_THE PROBLEM_. Reproduce every line of the material below word for word, with nothing added, dropped, or changed.
== DATA FOR PROCESSING
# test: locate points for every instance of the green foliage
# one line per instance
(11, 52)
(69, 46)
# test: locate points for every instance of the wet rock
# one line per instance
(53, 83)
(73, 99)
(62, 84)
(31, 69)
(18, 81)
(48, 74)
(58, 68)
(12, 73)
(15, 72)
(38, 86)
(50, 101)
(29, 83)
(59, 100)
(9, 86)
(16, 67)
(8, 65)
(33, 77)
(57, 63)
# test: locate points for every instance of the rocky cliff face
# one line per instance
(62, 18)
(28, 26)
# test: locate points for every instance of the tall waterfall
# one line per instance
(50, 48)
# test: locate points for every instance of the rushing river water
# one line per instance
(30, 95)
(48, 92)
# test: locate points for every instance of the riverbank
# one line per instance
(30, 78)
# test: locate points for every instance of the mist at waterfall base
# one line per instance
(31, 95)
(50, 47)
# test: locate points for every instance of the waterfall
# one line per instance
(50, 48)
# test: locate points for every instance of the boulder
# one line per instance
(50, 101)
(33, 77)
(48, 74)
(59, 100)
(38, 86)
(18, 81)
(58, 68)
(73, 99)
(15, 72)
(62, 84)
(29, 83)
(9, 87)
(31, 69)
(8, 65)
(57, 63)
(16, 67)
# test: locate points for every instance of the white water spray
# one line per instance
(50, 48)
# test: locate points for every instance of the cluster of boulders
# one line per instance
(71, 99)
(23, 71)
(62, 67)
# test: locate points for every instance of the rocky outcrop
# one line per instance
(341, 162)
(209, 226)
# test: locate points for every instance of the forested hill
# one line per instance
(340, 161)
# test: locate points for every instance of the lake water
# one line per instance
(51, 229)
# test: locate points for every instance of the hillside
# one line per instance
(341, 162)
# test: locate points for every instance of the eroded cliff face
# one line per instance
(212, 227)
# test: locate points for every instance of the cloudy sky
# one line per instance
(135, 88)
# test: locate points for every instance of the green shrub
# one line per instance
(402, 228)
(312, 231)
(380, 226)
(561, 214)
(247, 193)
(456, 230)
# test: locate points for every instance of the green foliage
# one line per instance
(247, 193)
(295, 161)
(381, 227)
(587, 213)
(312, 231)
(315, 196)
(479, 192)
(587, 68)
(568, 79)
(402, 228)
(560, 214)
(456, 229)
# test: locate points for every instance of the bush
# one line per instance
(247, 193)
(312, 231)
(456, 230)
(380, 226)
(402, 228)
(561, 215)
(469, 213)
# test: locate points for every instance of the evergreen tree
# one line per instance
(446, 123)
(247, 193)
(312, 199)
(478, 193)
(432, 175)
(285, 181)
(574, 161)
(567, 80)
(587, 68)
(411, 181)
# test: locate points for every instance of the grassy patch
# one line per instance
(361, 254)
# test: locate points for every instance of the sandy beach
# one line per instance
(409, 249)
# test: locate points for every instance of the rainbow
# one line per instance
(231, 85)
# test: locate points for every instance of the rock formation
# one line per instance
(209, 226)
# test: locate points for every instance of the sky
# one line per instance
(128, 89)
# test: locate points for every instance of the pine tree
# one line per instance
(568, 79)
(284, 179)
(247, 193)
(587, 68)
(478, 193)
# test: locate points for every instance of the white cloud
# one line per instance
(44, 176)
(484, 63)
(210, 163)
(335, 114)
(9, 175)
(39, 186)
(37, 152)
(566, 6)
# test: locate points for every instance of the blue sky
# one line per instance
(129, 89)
====
_CORRECT ANSWER_.
# test: locate points for every instance of the green foliage
# one line per instance
(11, 52)
(69, 46)
# test: locate points for every instance of the wet rock
# one line per instance
(53, 83)
(73, 99)
(62, 84)
(31, 69)
(18, 81)
(48, 74)
(58, 68)
(12, 73)
(15, 72)
(38, 86)
(50, 101)
(29, 83)
(59, 100)
(9, 86)
(16, 67)
(8, 65)
(33, 77)
(57, 63)
# test: locate points for every instance of the rocky cliff face
# one line per instance
(62, 18)
(28, 26)
# test: locate points for every instance of the tall waterfall
# one line per instance
(50, 48)
# test: locate points for every instance of the rushing river water
# one line per instance
(30, 95)
(48, 92)
# test: locate points for every instance of the riverbank
# one line per instance
(30, 78)
# test: locate points for every instance of the mist at waterfall base
# one line per instance
(31, 95)
(50, 47)
# test: locate points for every instance of the waterfall
# one line per instance
(50, 48)
# test: locate points for every instance of the boulder
# one line per instance
(50, 101)
(33, 77)
(48, 74)
(59, 100)
(38, 86)
(18, 81)
(58, 68)
(73, 99)
(15, 72)
(62, 84)
(29, 83)
(9, 87)
(31, 69)
(8, 65)
(57, 63)
(16, 67)
# test: locate points for every instance of the white water spray
# one line per instance
(50, 48)
# test: locate points for every instance of the cluster of boulders
# one line per instance
(71, 99)
(23, 71)
(62, 67)
# test: locate points for every instance of the rocky outcrop
# one line per instance
(341, 162)
(209, 226)
# test: locate points for every instance of the forested hill
# one line per instance
(340, 161)
# test: locate points for every instance of the lake water
# one line per instance
(51, 229)
# test: locate points for every instance of the hillside
# one line per instance
(341, 162)
# test: locate points for every instance of the eroded cliff face
# one line per instance
(212, 227)
# test: locate points for every instance of the cloudy sky
# one line per instance
(135, 88)
# test: locate points for every instance of the green shrub
# one line per instance
(402, 228)
(312, 231)
(380, 226)
(561, 214)
(247, 193)
(456, 230)
# test: locate points for every instance of the green foliage
# one line per instance
(247, 193)
(295, 161)
(381, 227)
(587, 213)
(312, 231)
(315, 196)
(479, 192)
(587, 68)
(568, 79)
(402, 228)
(560, 214)
(456, 229)
# test: locate points for every instance of the bush
# one line per instance
(247, 193)
(312, 231)
(456, 230)
(380, 226)
(402, 228)
(561, 215)
(469, 213)
# test: locate points for every instance of the evergreen tree
# one line per instance
(446, 123)
(247, 193)
(312, 199)
(478, 193)
(432, 175)
(285, 181)
(574, 161)
(567, 80)
(587, 68)
(411, 181)
# test: locate points for every instance of the grassy patch
# one line per instance
(361, 254)
# test: locate points for every instance of the sandy beach
# one line per instance
(409, 249)
# test: locate points for every instance of the rainbow
# one line per instance
(231, 85)
# test: locate points for every instance of the rock formation
# one line per instance
(209, 226)
# test: locate points for every instance of the sky
# one line per instance
(128, 89)
# test: locate points for every instance of the pine tree
# one line per instance
(568, 79)
(284, 179)
(247, 193)
(587, 68)
(478, 193)
# test: locate points for every instance of the white cloud
# one line per instance
(44, 176)
(484, 63)
(210, 163)
(335, 114)
(9, 175)
(39, 186)
(37, 152)
(566, 6)
# test: locate points for every instance of the blue sky
# one line per instance
(129, 89)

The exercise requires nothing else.